(Data excerpts)
────────────────────
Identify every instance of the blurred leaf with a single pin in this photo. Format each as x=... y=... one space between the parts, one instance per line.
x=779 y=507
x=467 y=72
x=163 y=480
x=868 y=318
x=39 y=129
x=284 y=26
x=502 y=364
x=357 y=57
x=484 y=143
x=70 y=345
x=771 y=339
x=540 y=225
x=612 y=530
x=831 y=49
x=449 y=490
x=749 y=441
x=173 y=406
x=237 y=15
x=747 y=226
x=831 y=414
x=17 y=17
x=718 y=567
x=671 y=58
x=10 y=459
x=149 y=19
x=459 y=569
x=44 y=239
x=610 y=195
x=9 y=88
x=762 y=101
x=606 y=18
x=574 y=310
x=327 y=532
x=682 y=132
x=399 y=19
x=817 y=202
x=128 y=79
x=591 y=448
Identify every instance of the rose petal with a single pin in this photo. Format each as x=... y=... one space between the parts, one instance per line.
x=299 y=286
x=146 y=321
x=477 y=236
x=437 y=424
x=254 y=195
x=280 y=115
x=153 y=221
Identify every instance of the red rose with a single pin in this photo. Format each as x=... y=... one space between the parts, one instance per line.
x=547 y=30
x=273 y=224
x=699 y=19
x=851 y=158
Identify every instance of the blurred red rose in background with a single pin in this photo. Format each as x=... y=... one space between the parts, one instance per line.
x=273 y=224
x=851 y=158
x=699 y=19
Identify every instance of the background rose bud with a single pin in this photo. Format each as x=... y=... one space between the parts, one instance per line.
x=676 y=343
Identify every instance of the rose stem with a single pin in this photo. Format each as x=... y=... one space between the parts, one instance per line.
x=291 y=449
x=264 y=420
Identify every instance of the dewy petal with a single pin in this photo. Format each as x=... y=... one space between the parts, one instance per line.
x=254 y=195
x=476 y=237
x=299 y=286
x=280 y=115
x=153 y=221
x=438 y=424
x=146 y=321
────────────────────
[What you are asked to do] Reproduce exactly the line containing "Identify every instance of the dewy" and every line after it through the end of the records above, and nothing else.

[Answer for the task]
Identify every instance of the dewy petal with a single pin in this photo. Format each as x=... y=... one space between the parts, one instance per line.
x=254 y=195
x=476 y=237
x=299 y=286
x=280 y=115
x=153 y=221
x=438 y=424
x=146 y=321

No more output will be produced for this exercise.